_Directions_
a: Answer these questions about the article on palliative care access, one per line:
(i) In which city was the symposium held where the study was presented?
(ii) Which institutions were the researchers who presented the study from?
(iii) Besides palliative care, which services are required for Commission on Cancer accreditation?
b: Rewrite the palliative care article from "Lack of Awareness" to "in San Francisco.", changing "barriers" to "obstacles".
c: Summarize the article on palliative care access in two sentences.

Lack of Awareness Even Among Staff Can Hinder Access to Palliative Care for Cancer

For many people, accessing palliative care is not always easy.
BY Allie Casey
PUBLISHED September 13, 2016
Palliative care and supportive care services are an essential part of the treatment of cancer. Currently, all National Cancer Institute-designated, comprehensive cancer centers report having these services available to patients. However, there are barriers to the accessibility of them that some physicians may not even consider, according to the findings of a study presented at the American Society of Clinical Oncology (ASCO) 2016 Palliative Care in Oncology Symposium September 9-10 in San Francisco.

A group of Duke University and Duke Cancer Institute researchers presented a study which sought to determine how easy it would be for a new patient to access the palliative care system when they first contact a major cancer center.

Palliative care services, along with cancer education, multidisciplinary care teams, patient navigation, counseling/psychiatric care, genetic counseling and clinical trials, are required for Comission on Cancer (CoC)-accreditation, and all National Cancer Institute (NCI)-designated cancer centers state the availability of consultative palliative care services.

Stored items:
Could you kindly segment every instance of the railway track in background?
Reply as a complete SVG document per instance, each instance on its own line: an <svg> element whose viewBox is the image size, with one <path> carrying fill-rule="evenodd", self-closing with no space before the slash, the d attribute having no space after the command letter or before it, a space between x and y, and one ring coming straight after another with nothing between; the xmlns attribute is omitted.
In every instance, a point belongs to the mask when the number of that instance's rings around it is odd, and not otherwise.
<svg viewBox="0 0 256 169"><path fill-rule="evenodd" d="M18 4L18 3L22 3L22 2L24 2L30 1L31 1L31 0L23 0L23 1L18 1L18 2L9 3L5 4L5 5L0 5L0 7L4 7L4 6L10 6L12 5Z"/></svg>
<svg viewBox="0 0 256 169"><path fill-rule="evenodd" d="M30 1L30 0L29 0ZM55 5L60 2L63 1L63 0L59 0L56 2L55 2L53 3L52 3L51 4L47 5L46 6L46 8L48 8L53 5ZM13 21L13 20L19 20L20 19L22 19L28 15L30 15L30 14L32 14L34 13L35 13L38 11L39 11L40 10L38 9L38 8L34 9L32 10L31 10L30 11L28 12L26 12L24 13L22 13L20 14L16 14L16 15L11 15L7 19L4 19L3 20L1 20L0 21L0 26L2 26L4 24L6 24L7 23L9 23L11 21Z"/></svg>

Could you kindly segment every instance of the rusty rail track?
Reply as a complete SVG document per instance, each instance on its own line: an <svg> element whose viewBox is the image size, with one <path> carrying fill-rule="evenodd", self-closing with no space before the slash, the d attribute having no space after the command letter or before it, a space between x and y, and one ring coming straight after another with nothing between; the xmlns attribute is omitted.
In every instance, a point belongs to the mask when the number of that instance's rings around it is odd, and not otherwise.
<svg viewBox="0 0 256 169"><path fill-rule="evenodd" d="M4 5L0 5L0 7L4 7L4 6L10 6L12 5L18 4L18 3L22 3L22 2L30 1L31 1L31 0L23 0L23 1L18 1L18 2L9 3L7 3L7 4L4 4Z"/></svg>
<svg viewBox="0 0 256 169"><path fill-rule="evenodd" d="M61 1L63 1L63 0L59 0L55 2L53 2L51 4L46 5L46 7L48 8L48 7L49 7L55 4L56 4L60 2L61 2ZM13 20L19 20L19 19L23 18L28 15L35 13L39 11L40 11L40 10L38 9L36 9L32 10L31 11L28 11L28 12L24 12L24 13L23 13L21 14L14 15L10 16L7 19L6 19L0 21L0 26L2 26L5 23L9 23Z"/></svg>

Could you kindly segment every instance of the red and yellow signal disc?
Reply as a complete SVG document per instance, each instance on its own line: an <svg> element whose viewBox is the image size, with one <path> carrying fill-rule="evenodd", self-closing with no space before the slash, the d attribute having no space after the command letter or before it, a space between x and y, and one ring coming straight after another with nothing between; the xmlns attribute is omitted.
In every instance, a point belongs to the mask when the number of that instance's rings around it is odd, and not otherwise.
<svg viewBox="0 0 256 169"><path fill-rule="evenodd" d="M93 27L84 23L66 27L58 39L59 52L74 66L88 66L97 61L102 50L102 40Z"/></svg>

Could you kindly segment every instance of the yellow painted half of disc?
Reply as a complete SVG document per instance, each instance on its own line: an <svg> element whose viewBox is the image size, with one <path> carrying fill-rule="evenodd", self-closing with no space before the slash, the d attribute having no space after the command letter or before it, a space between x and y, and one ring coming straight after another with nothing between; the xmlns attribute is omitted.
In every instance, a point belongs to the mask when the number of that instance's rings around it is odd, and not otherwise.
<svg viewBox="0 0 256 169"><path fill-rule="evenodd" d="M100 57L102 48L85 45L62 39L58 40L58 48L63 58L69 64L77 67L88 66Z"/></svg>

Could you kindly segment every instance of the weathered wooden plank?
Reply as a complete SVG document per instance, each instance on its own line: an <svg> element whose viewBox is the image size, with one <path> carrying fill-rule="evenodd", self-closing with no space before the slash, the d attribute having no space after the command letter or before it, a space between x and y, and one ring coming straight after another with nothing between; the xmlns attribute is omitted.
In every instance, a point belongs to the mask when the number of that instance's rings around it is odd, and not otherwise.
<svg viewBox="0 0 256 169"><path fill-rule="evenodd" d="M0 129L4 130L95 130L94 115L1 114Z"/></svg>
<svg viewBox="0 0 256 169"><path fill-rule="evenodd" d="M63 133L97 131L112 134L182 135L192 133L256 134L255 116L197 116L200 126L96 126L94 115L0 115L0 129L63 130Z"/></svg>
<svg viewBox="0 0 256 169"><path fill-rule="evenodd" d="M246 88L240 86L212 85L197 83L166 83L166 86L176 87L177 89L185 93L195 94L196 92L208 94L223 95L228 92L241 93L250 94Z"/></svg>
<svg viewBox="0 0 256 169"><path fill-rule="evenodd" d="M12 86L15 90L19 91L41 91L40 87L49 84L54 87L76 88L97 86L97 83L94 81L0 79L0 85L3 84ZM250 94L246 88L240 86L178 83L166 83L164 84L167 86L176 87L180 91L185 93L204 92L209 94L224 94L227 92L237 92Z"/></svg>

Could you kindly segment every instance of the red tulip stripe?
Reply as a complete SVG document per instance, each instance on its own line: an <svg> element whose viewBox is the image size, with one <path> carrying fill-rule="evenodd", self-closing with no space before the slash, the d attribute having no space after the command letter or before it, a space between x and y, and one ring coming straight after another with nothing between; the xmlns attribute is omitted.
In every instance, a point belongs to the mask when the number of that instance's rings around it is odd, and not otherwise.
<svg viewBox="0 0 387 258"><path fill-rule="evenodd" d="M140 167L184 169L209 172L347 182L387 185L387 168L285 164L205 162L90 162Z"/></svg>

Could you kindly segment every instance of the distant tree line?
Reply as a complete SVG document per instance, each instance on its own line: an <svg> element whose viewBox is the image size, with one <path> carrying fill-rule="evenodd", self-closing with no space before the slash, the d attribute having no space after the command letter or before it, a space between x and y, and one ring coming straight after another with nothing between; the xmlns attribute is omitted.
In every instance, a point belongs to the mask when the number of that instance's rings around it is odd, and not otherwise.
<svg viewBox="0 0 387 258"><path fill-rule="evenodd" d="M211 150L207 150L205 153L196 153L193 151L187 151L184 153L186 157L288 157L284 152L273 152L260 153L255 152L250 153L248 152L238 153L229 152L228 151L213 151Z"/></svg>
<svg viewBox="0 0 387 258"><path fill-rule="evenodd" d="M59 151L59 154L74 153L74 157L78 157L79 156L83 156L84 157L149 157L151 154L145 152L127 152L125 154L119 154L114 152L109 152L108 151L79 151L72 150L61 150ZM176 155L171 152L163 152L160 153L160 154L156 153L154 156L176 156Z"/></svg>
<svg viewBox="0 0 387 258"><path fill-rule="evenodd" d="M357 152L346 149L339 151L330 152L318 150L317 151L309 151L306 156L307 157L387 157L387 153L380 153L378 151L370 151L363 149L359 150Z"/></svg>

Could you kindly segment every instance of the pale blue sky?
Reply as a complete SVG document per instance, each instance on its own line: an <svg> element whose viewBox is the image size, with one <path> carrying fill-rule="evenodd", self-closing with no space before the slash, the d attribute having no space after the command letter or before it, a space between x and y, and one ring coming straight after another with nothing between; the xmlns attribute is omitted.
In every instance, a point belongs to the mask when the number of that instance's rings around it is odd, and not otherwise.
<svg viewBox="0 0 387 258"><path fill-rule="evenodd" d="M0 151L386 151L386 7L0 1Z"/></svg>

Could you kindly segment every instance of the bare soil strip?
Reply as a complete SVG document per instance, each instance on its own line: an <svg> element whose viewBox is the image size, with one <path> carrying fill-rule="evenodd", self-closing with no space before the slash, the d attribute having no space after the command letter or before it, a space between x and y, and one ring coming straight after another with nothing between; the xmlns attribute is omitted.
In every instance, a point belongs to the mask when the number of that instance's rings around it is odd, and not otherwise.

_Answers given_
a:
(i) San Francisco
(ii) Duke University and Duke Cancer Institute
(iii) Cancer education, multidisciplinary care teams, patient navigation, counseling/psychiatric care, genetic counseling and clinical trials

b:
Lack of Awareness Even Among Staff Can Hinder Access to Palliative Care for Cancer

For many people, accessing palliative care is not always easy.
BY Allie Casey
PUBLISHED September 13, 2016
Palliative care and supportive care services are an essential part of the treatment of cancer. Currently, all National Cancer Institute-designated, comprehensive cancer centers report having these services available to patients. However, there are obstacles to the accessibility of them that some physicians may not even consider, according to the findings of a study presented at the American Society of Clinical Oncology (ASCO) 2016 Palliative Care in Oncology Symposium September 9-10 in San Francisco.

c: All National Cancer Institute-designated comprehensive cancer centers report offering palliative and supportive care, but a study presented at the ASCO 2016 Palliative Care in Oncology Symposium found barriers to access that some physicians may not consider. Researchers from Duke University and Duke Cancer Institute set out to determine how easily a new patient contacting a major cancer center could access its palliative care system.